Stored data:
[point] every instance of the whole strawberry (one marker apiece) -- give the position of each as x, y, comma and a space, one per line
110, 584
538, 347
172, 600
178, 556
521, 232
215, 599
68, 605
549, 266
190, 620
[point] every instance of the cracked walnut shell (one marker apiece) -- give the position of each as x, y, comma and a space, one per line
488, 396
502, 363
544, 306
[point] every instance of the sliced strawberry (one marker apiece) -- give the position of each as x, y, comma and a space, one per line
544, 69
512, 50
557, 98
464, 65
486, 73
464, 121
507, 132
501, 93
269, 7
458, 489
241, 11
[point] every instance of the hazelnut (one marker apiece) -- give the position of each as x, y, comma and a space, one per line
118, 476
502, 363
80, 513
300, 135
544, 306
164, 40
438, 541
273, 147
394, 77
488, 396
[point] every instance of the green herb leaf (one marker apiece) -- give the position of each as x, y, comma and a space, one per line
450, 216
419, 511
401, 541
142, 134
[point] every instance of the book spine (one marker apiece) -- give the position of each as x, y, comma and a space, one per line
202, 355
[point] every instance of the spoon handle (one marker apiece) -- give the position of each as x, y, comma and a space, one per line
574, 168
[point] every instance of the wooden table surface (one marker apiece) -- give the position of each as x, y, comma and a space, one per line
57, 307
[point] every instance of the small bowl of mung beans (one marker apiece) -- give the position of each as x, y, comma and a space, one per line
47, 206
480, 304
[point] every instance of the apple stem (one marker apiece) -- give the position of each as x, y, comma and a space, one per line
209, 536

...

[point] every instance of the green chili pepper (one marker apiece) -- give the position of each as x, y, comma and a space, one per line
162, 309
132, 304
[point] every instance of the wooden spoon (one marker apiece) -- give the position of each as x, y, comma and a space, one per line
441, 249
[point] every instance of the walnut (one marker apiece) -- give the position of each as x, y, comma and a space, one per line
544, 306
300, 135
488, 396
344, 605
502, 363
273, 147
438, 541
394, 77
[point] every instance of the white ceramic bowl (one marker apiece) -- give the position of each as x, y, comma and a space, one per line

* * *

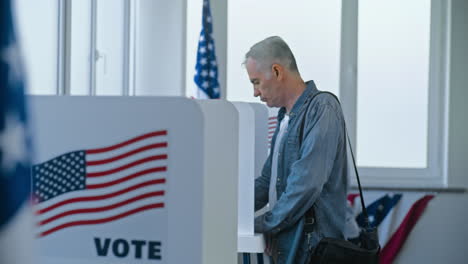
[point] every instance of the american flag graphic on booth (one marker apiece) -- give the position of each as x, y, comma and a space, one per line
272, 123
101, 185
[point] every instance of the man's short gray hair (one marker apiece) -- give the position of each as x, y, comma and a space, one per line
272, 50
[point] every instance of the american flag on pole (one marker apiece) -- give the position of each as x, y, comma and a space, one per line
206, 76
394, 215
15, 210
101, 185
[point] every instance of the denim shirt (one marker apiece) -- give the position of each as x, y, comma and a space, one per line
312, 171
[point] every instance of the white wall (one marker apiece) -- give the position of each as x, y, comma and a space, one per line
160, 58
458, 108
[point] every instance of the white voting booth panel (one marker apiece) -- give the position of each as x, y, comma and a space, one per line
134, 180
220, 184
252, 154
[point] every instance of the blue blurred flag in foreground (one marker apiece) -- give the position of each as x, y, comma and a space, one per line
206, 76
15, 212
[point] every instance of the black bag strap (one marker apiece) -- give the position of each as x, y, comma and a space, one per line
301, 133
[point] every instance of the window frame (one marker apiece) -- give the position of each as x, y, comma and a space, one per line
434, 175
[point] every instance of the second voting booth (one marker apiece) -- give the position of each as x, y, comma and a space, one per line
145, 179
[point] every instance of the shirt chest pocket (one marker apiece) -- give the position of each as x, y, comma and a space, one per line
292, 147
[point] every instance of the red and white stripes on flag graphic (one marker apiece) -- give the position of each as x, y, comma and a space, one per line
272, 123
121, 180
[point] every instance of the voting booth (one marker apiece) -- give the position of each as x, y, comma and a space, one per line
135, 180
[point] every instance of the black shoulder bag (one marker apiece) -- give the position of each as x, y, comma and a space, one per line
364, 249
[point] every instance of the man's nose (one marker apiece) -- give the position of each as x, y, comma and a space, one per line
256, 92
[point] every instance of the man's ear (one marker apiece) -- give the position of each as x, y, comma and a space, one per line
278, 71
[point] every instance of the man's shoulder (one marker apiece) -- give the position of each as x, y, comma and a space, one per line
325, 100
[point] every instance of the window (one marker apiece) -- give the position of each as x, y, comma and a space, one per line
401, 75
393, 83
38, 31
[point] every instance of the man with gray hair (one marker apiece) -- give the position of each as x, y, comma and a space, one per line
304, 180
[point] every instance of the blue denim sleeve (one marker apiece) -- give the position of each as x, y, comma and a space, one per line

- What the task requires -
Starting with the line that holds "[point] every instance of the man's ear" and ending with the line that holds "[point] every instance of the blue denim", retype every line in the data above exactly, and nothing else.

- Result of the exercise -
[point] every instance of the man's ear (one marker apiece) -- give the position of each as x, y, comma and a space, one per line
278, 71
[point] every instance of the man's shoulder (one marker apiece) -- give the position of each as x, y, comma and a space, one per line
325, 100
[point] every instance of the window (one marker apiece) -- give the position of each as x, y, comma and a space, one per line
401, 75
393, 83
38, 31
[point] every instance of the man with gray hair (one marker apiece) -- give the position of each as x, y, comma and a space, one per line
304, 180
[point] every instance of the blue denim sleeve (one marker apiece) -- give the position of each as x, y, comma and a space, one per line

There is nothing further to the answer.